Brief: Write out the lines of the listing below, starting at the line that contains "Would you point at the window" and continuing through the end of the listing, keeping each line unchanged.

Records provided:
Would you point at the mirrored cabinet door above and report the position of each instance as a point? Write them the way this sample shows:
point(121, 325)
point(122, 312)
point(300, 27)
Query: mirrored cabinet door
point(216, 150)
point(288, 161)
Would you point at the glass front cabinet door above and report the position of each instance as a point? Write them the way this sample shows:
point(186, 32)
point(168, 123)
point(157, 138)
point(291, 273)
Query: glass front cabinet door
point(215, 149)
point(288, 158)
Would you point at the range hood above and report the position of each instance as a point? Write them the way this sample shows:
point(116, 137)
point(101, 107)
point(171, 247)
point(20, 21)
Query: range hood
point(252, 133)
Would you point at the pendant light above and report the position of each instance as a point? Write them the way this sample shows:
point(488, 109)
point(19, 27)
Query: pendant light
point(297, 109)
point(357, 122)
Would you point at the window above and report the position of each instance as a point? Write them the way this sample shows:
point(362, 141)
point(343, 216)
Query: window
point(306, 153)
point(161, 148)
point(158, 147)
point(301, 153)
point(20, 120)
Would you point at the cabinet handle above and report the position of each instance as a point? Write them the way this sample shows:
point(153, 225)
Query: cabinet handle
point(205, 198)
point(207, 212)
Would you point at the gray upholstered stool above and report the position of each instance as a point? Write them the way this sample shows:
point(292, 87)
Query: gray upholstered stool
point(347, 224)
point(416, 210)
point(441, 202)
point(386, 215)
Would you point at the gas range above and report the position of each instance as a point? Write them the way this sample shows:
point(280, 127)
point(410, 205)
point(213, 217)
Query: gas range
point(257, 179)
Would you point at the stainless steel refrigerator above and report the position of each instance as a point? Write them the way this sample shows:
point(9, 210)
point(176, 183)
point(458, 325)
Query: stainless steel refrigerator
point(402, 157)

Output for this task:
Would you point at the window above and report the position of each instance as a point? Write them the way this sample shows:
point(362, 141)
point(343, 216)
Query: window
point(306, 153)
point(161, 148)
point(158, 147)
point(301, 153)
point(20, 120)
Would you point at the cabinet handle above and report the position of each instance as a point? Write them the way this sample shows:
point(153, 225)
Query: cabinet handle
point(205, 198)
point(207, 212)
Would you point at the gray upholstered stool above and report the position of each instance as a point? Write them the way this sample shows:
point(292, 87)
Query: gray upholstered stool
point(347, 224)
point(416, 210)
point(441, 202)
point(386, 215)
Would you point at the gas range above and report the position of each instance as a point? Write them the way this sample shows:
point(280, 127)
point(410, 205)
point(213, 217)
Query: gas range
point(257, 179)
Would you point at the stainless steel refrigerator above and report the position of each instance as a point? Write them the way this sample shows:
point(9, 210)
point(176, 183)
point(458, 325)
Query: stainless steel refrigerator
point(402, 157)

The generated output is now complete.